**Extract provided**
::::
The father of a five-year-old boy murdered by his mother, stepfather and a 14-year-old boy has asked why his son had to die in such horrific circumstances.
In April, Angharad Williamson, 31, John Cole, 40, and the youth were convicted after a 10-week trial at Cardiff Crown Court of murdering Logan Mwangi.
They will be sentenced on Thursday.
The boy’s body was found in the River Ogmore in Pandy Park, Bridgend, South Wales, on the morning of July 31 2021.
He had more than 50 external wounds, as well as multiple internal injuries akin to those found in victims of a fall from height or high-speed car crash.
Logan’s father, Ben Mwangi, had been denied contact with his son since April 2019 – around the time Williamson began her relationship with Cole.
Speaking to ITV, Mr Mwangi said: “What child has to go through that sort of torture for such a long period of the time? No, it really doesn’t seem real.
“One of the biggest questions in my whole entire life I’ll always be asking myself is, ‘Why? Why did this happen? Why did Logan have to die?’”
Cole was obsessed with the idea Williamson had cheated on him with Mr Mwangi, witnesses said.
The defendant reportedly used a racial slur to describe his step-son, and had links to the National Front.
Mr Mwangi said Williamson stopped him seeing Logan.
“She blocked my number. For the past five years, I’ve been struggling and trying to fight just to see Logan. She made my life an absolute misery. All I’ve wanted to do was just be a dad,” he said.
Just a month before Logan was killed last July, social workers in Bridgend removed him and a younger sibling from the child protection register – meaning they were no longer believed to be at risk of serious harm.
But Logan had suffered “catastrophic” internal injuries consistent with a “brutal and sustained assault”.
::::
**Dataset entries**
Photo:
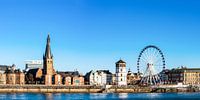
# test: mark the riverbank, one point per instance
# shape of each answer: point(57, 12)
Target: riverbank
point(84, 89)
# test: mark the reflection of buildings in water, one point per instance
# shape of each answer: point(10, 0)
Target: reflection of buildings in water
point(123, 95)
point(153, 95)
point(98, 96)
point(49, 96)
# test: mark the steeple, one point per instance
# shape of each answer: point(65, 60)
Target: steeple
point(48, 54)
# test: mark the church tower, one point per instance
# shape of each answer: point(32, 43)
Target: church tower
point(121, 75)
point(48, 59)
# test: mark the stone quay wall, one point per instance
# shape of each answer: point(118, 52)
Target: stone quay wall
point(68, 89)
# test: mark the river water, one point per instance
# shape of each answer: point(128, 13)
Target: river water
point(96, 96)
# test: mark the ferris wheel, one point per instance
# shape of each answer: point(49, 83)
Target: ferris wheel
point(150, 64)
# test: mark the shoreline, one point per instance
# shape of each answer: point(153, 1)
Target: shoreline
point(86, 89)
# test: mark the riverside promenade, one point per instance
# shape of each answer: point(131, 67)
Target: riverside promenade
point(71, 89)
point(88, 89)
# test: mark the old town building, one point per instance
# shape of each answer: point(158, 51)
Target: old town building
point(99, 77)
point(121, 75)
point(72, 78)
point(133, 78)
point(34, 76)
point(187, 76)
point(15, 77)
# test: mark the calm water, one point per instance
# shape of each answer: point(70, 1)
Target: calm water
point(123, 96)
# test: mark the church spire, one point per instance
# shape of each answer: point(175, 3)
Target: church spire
point(48, 54)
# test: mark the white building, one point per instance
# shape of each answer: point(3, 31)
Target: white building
point(99, 77)
point(33, 64)
point(121, 75)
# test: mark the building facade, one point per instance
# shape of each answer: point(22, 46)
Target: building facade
point(99, 77)
point(73, 78)
point(187, 76)
point(33, 64)
point(121, 75)
point(133, 78)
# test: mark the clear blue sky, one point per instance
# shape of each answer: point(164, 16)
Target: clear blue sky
point(94, 34)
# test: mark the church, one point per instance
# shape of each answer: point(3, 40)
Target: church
point(48, 76)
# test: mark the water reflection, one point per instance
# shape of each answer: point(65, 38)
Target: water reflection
point(123, 95)
point(49, 96)
point(98, 95)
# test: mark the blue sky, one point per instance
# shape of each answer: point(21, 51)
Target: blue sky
point(94, 34)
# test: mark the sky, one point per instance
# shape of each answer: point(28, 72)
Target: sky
point(94, 34)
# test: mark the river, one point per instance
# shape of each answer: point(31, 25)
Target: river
point(96, 96)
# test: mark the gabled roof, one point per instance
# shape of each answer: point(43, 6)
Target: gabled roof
point(33, 71)
point(120, 61)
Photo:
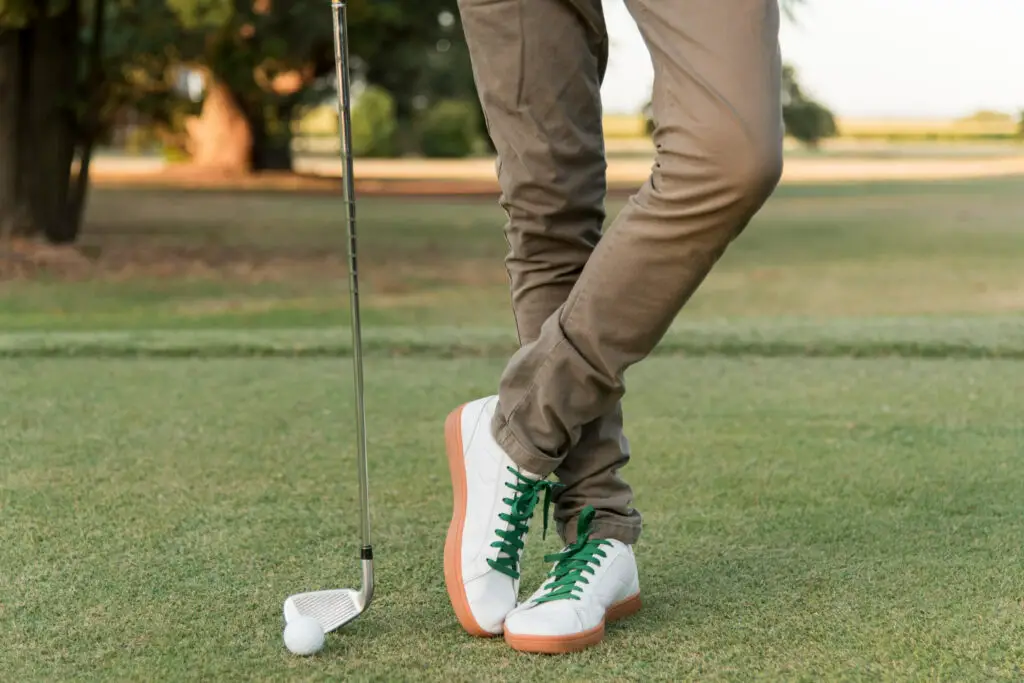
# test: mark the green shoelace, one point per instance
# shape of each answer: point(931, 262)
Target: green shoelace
::::
**The task**
Continue the news report on the murder of Logan Mwangi, starting after its last sentence.

**Task answer**
The day before police found his body, a social worker spent 20 minutes outside Logan’s home speaking to the three defendants, but did not see or hear him.
Mr Mwangi was not told his son was on the child protection register and wants the law changed so social services have a duty to inform estranged parents.
He said: “I probably would have tried to take him away. Why didn’t they do anything to make it a safe environment for him when it clearly wasn’t?
“If I can stop this from happening to anybody else, then that will be the biggest, positive, most positive thing. My lasting memory of him was just a happy little boy that called me ‘Daddy’.
“The wonderful memories I have with my son will never be tarnished. They will forever be in my heart and soul.
“I loved him so much and somehow I have to live my life knowing that I will never get to see him grow up to be the wonderful man I know that he could be.”
A child practice review has been launched into Logan’s death and will be led by the Cwm Taf Morgannwg Safeguarding Board, which includes local councils and the police, probation service and NHS.
An ITV documentary, The Murder Of Logan Mwangi, was produced in conjunction with South Wales Police.
It starts at 9pm on Thursday.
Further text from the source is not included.